Document passage
Further, an informal arbitration demand made on behalf of FMK does not bar a plenary action against its shareholders. The arbitration clause contained in Paragraph 20 of the Agreement by its express terms binds only the parties to the Agreement and may not be imputed to non-signatories, except in narrow circumstances not applicable here (e.g., Matter of Rural Media Group, Inc. v Yraola, 137 AD3d 489, 490 [1st Dept 2016]).

Finally, Barbera's reliance on the failure of the fifth cause of action in Action #1 and the sixth cause of action (mistakenly designated as the second fifth cause of action)in Action #2, both identically asserted under Lien Law Article 3-A, Section 77, to be brought as a class action, is belied by the common language in paragraphs 44 and 56 of the respective complaints. Class certification and an inquest on damages may follow separately and will not be hampered by entry of a default judgment on liability on these claims as against Barbera.

Accordingly, it is hereby

ORDERED that the actions are severed and stayed as to defendants FM Kelly Construction Group Inc. and Fredrick M. Kelly,except for an application to vacate or modify said stay, and are continued as to the remaining defendant Joseph F. Barbera; and it is further

ORDERED that any party may make an application by order to show cause to vacate or modify this stay upon the final determination of, or vacatur of the stay in the proceedings brought by FM Kelly Construction Group Inc. and Fredrick M. Kelly before the United States Bankruptcy Court for the Eastern District of New York, Case Numbers 8-16-72143 and 8-17-71528 respectively; and it is further

ORDERED that the movant is directed to serve a copy of this order with notice of. entry on the Trial Support Office (Room 158); and it is further

ORDERED that plaintiff's motions for default judgments are granted on the issue of liability only as against defendant Joseph F. Barbera on the Fifth Cause of Action in Action #1 and the Sixth Cause of Action (mistakenly designated as the second fifth cause of action) in Action # 2 pursuant to Lien Law Article 3-A, Section 77, and the motions are otherwise denied.

Recorded data
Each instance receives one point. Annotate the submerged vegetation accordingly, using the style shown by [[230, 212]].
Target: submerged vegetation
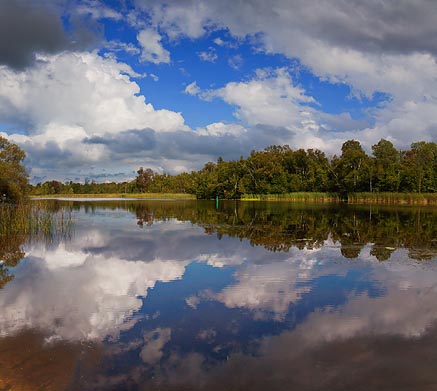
[[26, 222], [279, 172]]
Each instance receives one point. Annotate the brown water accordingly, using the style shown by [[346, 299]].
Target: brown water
[[174, 295]]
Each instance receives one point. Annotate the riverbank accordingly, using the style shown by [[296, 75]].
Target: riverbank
[[351, 198], [170, 196]]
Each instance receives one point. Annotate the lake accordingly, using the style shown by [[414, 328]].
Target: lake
[[181, 295]]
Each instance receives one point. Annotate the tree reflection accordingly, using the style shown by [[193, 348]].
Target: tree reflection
[[10, 255], [280, 226]]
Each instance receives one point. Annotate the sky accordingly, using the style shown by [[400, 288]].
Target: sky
[[96, 89]]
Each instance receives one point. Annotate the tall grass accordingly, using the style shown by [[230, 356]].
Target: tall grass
[[394, 198], [175, 196], [32, 219], [297, 197]]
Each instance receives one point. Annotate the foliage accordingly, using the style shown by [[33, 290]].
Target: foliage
[[280, 170], [13, 176]]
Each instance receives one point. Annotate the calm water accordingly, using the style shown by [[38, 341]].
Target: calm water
[[166, 295]]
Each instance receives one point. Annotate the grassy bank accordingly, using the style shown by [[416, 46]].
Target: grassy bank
[[297, 197], [393, 198], [32, 219], [170, 196], [352, 198]]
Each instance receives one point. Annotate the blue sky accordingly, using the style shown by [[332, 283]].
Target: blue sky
[[95, 89]]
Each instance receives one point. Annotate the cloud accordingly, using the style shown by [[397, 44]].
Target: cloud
[[154, 340], [209, 56], [97, 10], [372, 47], [152, 49], [270, 99], [192, 89], [67, 102], [27, 30], [235, 62]]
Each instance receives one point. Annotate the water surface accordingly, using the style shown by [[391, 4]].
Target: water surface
[[179, 295]]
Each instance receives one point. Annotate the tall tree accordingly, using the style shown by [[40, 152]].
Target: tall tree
[[353, 168], [386, 166], [13, 176]]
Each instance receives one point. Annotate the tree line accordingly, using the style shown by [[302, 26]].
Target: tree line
[[280, 169]]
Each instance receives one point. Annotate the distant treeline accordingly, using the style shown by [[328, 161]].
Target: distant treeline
[[280, 169]]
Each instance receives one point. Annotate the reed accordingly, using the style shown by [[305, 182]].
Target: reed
[[33, 219], [170, 196], [297, 197], [394, 198]]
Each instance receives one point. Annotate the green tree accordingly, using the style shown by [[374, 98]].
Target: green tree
[[353, 168], [13, 176], [386, 166], [144, 179]]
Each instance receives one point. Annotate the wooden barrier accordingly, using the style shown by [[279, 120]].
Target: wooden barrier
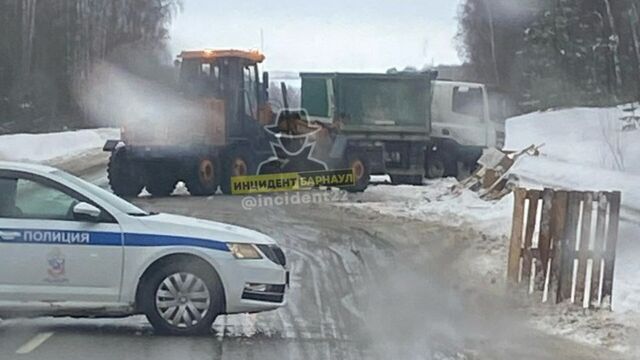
[[563, 245]]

Directive A
Answer these from the court order:
(i) Which paragraph of the Agreement holds the arbitration clause?
(ii) In what room is the Trial Support Office?
(iii) Which court hears the proceedings brought by FM Kelly Construction Group Inc. and Fredrick M. Kelly?
Directive B
Please put this sentence from the court order into Spanish: "Class certification and an inquest on damages may follow separately and will not be hampered by entry of a default judgment on liability on these claims as against Barbera."
The entries have no connection to the court order.

Task answer A
(i) Paragraph 20
(ii) Room 158
(iii) The United States Bankruptcy Court for the Eastern District of New York

Task answer B
La certificación de la clase y una audiencia sobre la cuantía de los daños pueden tener lugar por separado y no se verán obstaculizadas por el registro de una sentencia en rebeldía sobre la responsabilidad respecto de estas pretensiones contra Barbera.